### TASK 1
Extract every line of the records that contains the word "dark" and copy each one in full.

### PASSAGE PROVIDED
━━━━━━━━━━━━━━━━
We're continuing to make strategic investments to refresh and expand our product lines, upgrade our system capabilities and improve our factory productivity. We intend to maintain the level of investment in 2019 to execute our product development plan and meet new emissions requirements in both Brazil and Europe.
Our spending plan is needed to maintain our competitiveness and to support the long-term growth of the business. As we look beyond 2019, we expect to see our CapEx and engineering, both range from 2.5% to 3% of sales. Slide 10 addresses AGCO's free cash flow, which represents cash resulting from operating activities less capital expenditures.
Free cash flow totaled $393 million for 2018 after funding our new product development programs and factory efficiency initiatives. As a result of the strong free cash flow that AGCO has generated over the last few years, our balance sheet and liquidity position remained solid, and we continue to return cash to shareholders.
For 2019, after covering our spending on strategic investments, we are targeting another strong free cash flow year. At December 31, 2018, our North American dealer month supply on a trailing 12-month basis was lower for tractors, hay equipments and combines. We expect our North American production to be in line with retail demand during 2019.
Losses on sales of receivables associated with our receivable financing facilities, which are included in other expense net, were approximately $11.8 million for the fourth quarter of 2018, compared to $11.7 million in the same period of 2017.
As we focus on return for shareholders, we expect cash distributions to continue to be an important component of our long-term capital allocation plan. Over those past 6.5 years, we've executed share repurchases of approximately $1.2 billion, which has had the effect of reducing our share count by over 20%.
During 2018, we completed $184 million of share repurchases and we look to continue share repurchases in 2019 supported by another year of strong cash flow. Our 2019 outlook for the three major regional markets is captured on slide 12. In North America the USDA is projecting 2019 farm income to be down modestly in the United States compared to 2018.
While low horsepower equipment sales are expected to soften from their historically high levels, high horsepower equipment sales are expected to continue to the gradual recovery. Farm economics are expected to improve modestly across Western Europe in 2019, driven primarily by favorable wheat prices and more normal crop production.
━━━━━━━━━━━━━━━━
### EXTRACTED RECORDS

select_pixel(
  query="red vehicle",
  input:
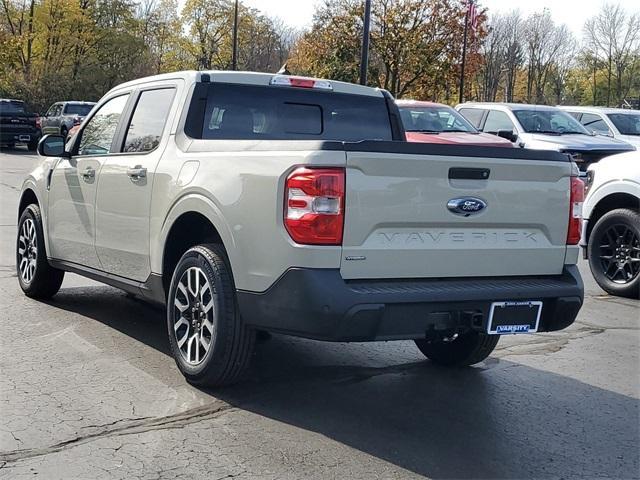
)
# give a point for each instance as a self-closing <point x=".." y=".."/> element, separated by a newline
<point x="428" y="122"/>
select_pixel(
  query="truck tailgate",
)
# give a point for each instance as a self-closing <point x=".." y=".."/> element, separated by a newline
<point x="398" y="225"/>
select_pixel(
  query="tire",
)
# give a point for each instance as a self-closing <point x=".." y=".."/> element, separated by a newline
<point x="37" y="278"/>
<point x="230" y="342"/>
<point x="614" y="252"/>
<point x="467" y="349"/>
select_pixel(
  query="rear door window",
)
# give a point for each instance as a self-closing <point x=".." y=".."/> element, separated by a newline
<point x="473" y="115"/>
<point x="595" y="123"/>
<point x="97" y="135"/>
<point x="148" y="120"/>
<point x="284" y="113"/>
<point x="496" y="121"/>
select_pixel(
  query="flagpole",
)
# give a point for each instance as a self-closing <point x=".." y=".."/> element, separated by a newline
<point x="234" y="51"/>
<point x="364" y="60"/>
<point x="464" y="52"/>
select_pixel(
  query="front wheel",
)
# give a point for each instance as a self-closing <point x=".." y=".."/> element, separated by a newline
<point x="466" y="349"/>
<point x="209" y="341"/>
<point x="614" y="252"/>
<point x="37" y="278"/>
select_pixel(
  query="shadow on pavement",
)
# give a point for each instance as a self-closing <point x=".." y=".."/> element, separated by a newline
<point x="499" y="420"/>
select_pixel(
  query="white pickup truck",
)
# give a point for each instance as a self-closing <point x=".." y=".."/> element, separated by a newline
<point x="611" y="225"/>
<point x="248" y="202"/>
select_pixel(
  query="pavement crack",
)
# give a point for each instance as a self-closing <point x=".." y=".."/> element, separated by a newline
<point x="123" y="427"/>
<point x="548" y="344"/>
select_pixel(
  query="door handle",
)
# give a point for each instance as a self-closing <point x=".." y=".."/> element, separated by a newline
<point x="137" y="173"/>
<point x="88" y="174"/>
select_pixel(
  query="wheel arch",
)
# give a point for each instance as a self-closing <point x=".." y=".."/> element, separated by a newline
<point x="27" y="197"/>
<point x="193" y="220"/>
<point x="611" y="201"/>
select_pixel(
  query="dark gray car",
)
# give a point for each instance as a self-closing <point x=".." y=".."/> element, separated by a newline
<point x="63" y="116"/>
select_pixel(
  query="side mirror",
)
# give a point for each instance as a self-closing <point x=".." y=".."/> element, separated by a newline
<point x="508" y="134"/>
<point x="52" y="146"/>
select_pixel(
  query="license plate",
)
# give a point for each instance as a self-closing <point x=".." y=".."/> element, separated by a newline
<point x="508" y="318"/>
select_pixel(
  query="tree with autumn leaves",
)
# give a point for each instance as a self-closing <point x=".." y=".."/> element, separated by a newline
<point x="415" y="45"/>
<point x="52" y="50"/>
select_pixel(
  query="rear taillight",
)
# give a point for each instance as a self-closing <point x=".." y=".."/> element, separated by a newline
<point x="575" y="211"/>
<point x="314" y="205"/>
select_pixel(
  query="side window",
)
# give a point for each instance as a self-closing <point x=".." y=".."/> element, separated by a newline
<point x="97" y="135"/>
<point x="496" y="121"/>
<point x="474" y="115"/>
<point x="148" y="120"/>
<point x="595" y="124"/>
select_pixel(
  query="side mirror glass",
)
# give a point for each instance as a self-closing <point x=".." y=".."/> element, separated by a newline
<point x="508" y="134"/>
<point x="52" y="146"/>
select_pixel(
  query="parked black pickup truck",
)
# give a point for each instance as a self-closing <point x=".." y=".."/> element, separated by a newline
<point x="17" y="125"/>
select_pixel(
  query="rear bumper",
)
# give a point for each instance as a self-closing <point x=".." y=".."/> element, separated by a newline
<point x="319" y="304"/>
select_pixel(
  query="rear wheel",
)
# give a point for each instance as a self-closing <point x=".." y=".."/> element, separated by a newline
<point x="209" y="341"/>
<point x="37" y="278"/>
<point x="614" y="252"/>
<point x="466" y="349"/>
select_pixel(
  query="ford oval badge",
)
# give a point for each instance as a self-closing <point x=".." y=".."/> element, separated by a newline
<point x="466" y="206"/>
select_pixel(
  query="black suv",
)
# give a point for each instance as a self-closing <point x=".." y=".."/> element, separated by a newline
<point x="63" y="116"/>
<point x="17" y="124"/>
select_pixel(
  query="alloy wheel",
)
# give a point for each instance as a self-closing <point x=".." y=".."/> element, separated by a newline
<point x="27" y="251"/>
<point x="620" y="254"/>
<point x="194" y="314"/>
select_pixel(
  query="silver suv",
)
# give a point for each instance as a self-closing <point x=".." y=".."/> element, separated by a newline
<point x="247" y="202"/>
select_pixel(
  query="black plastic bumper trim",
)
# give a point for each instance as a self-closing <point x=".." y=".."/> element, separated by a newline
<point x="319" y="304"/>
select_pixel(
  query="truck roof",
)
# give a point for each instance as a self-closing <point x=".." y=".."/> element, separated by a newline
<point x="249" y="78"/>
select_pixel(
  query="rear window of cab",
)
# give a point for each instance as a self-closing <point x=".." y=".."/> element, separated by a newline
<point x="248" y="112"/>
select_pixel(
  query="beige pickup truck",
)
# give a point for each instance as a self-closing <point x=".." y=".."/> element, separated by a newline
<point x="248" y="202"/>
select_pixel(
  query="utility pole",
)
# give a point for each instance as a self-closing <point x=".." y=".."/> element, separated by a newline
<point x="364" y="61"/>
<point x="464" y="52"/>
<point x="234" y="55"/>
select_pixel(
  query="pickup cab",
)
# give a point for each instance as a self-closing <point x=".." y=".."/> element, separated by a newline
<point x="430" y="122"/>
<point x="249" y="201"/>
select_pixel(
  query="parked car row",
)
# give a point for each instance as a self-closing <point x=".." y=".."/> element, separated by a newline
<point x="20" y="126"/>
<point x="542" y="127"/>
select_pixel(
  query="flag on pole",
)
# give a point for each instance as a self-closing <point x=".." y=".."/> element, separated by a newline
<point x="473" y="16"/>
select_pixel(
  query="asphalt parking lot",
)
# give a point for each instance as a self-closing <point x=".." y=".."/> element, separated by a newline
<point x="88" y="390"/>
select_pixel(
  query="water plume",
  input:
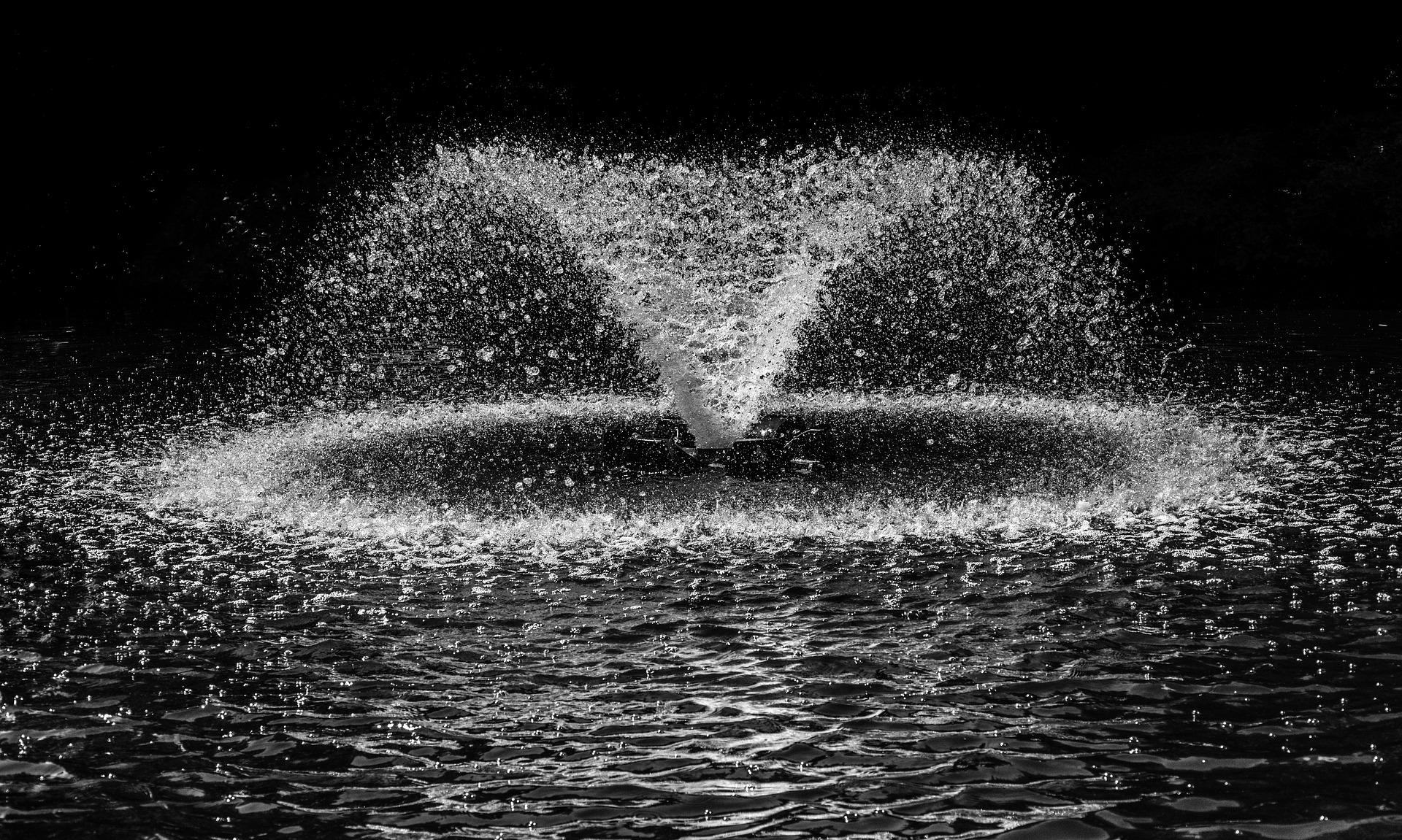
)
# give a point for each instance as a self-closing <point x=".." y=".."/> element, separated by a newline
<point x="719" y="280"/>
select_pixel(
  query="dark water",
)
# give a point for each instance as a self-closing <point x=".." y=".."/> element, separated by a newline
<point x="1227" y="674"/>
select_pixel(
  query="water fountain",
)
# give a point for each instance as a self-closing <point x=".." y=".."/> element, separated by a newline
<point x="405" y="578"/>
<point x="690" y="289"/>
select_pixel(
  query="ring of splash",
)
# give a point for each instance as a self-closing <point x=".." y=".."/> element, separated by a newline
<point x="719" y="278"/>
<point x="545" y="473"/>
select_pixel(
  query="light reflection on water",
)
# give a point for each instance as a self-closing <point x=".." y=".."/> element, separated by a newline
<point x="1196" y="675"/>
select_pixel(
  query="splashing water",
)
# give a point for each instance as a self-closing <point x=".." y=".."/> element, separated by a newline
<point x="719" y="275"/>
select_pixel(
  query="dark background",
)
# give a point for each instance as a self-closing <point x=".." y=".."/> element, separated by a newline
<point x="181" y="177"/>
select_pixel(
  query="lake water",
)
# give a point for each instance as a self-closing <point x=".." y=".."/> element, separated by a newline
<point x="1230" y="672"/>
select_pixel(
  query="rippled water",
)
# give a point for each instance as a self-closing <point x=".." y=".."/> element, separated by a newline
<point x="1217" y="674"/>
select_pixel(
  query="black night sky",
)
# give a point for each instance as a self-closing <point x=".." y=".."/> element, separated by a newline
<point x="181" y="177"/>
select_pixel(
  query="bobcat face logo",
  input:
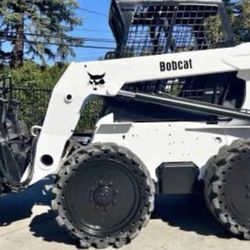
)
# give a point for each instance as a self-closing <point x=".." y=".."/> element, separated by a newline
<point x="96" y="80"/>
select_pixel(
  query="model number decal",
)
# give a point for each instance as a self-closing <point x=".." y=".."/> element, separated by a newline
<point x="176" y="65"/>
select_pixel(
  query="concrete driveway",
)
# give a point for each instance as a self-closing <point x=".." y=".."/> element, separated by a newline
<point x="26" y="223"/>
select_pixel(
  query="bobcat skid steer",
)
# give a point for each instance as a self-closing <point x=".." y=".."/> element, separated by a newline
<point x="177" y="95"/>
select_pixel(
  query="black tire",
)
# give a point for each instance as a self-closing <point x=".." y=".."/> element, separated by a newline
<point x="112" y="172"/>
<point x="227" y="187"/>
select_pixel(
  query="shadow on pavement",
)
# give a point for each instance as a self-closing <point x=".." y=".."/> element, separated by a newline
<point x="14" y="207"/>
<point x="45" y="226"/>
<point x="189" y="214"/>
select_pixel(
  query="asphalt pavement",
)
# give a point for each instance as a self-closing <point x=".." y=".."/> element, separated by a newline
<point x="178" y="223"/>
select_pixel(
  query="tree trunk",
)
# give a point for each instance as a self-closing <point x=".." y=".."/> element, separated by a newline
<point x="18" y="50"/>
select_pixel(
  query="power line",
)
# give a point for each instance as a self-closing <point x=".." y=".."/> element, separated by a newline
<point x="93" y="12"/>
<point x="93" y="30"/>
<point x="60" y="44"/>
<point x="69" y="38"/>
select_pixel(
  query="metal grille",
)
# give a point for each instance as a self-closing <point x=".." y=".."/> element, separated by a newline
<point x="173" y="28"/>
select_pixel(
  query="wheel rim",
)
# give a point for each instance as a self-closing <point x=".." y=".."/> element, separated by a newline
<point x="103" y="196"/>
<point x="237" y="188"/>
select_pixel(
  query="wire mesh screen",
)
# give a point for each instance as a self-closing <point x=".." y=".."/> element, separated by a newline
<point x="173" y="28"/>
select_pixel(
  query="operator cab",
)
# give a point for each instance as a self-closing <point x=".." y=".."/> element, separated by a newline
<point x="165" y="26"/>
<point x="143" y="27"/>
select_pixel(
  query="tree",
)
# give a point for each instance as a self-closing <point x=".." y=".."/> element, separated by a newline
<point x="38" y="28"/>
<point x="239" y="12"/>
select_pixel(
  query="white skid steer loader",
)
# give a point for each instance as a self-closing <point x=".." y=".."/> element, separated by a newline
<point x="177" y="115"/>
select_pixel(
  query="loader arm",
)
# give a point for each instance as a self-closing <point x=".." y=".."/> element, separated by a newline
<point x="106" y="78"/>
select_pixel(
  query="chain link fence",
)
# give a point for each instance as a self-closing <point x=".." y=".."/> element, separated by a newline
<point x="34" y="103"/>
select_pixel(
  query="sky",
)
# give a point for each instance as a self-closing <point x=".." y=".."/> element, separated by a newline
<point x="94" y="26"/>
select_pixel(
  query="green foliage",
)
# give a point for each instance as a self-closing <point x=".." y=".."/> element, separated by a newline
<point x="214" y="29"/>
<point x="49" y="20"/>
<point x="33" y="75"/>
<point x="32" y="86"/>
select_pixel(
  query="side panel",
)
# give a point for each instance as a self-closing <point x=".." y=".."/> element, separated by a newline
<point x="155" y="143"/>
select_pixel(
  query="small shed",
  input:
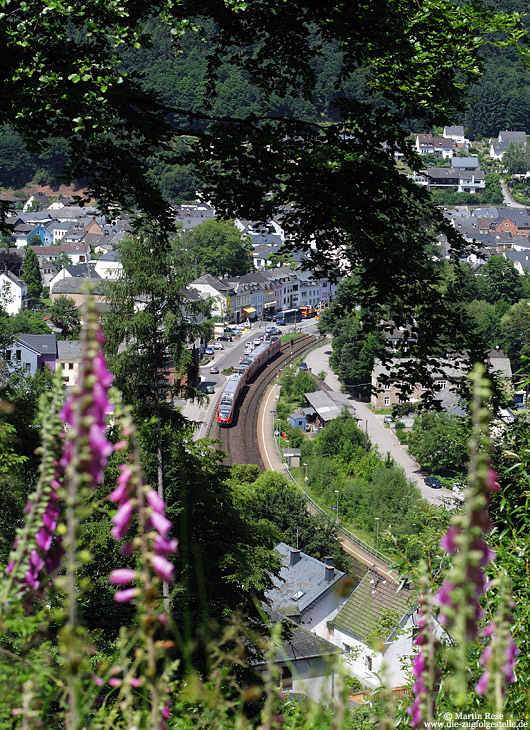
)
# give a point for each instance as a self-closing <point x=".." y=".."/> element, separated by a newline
━━━━━━━━━━━━━━━━
### TASK 2
From the passage on AGCO's 2018 results and 2019 outlook, output the text from "For 2019, after" to "by over 20%." without any changes.

### TASK ANSWER 1
  query="dark gray car",
  query="dark water",
  query="dark background",

### TASK ANSWER 2
For 2019, after covering our spending on strategic investments, we are targeting another strong free cash flow year. At December 31, 2018, our North American dealer month supply on a trailing 12-month basis was lower for tractors, hay equipments and combines. We expect our North American production to be in line with retail demand during 2019.
Losses on sales of receivables associated with our receivable financing facilities, which are included in other expense net, were approximately $11.8 million for the fourth quarter of 2018, compared to $11.7 million in the same period of 2017.
As we focus on return for shareholders, we expect cash distributions to continue to be an important component of our long-term capital allocation plan. Over those past 6.5 years, we've executed share repurchases of approximately $1.2 billion, which has had the effect of reducing our share count by over 20%.